**TO BE DONE:** In the material below, lay out as a JSON list of strings the lines beginning with the line that contains "Task: indicate one" and continuing through the line that contains "(1009, 650)", both included. Give one string per line, omit any blank lines, and include no other lines.

**DATA FOR THIS TASK:**
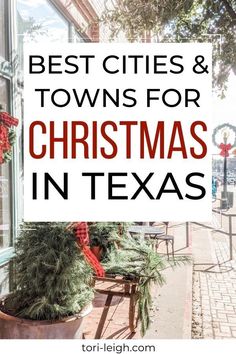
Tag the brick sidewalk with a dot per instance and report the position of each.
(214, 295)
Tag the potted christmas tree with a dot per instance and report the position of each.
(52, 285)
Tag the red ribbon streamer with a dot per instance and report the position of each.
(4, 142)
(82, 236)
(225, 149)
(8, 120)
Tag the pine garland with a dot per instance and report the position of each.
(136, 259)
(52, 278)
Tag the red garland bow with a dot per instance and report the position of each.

==

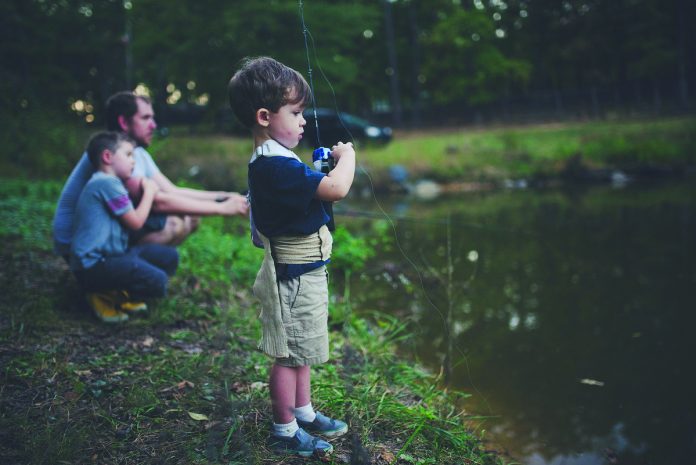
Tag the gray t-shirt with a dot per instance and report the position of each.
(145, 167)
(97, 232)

--

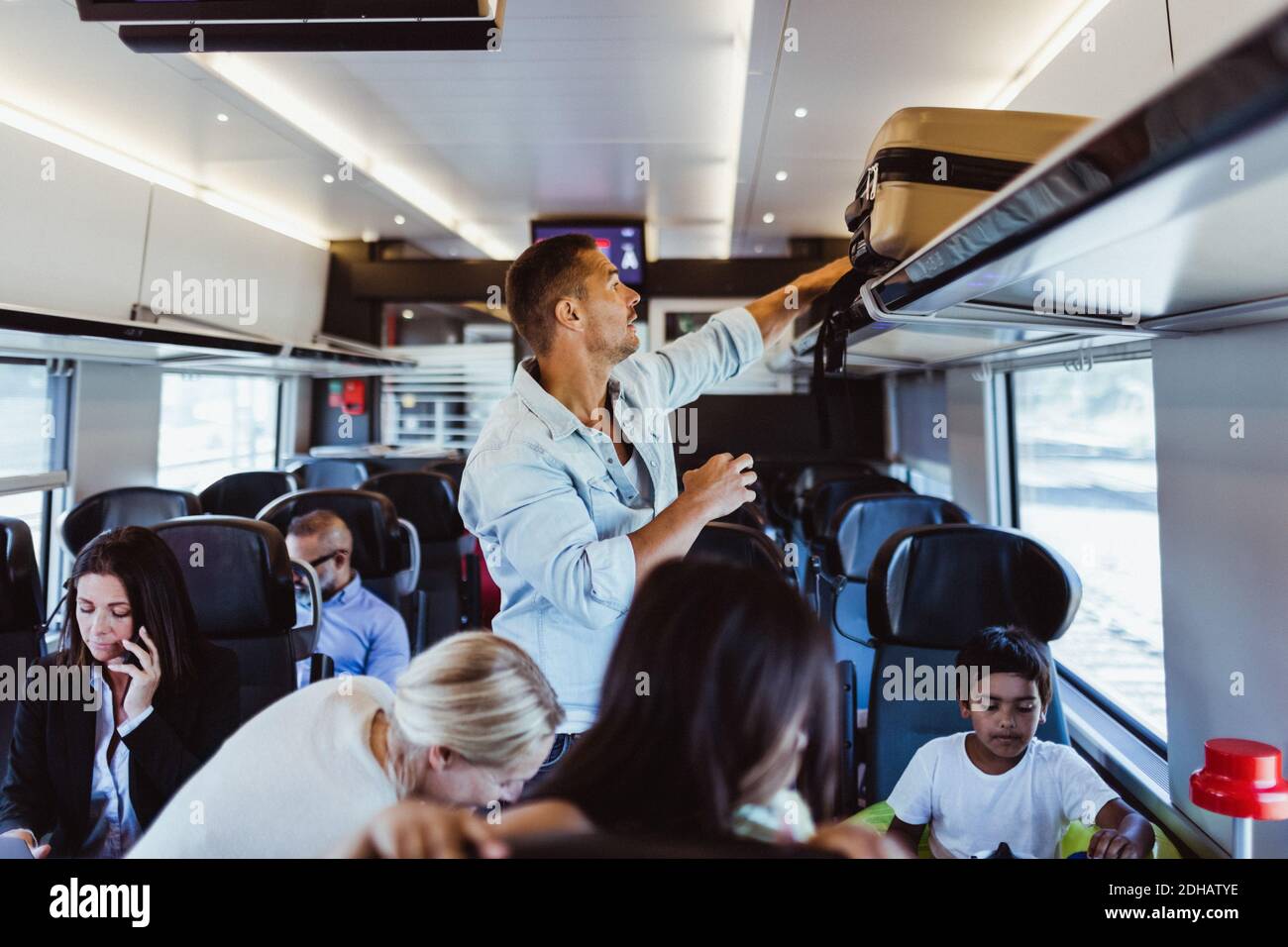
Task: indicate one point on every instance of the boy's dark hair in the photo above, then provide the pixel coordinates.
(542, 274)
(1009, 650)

**RESULT OF THIS TASK:**
[
  "Task: indicate one point on every instance of the boy's dark hair in the photo above, then provide the pixel coordinates.",
  "(542, 274)",
  "(1009, 650)"
]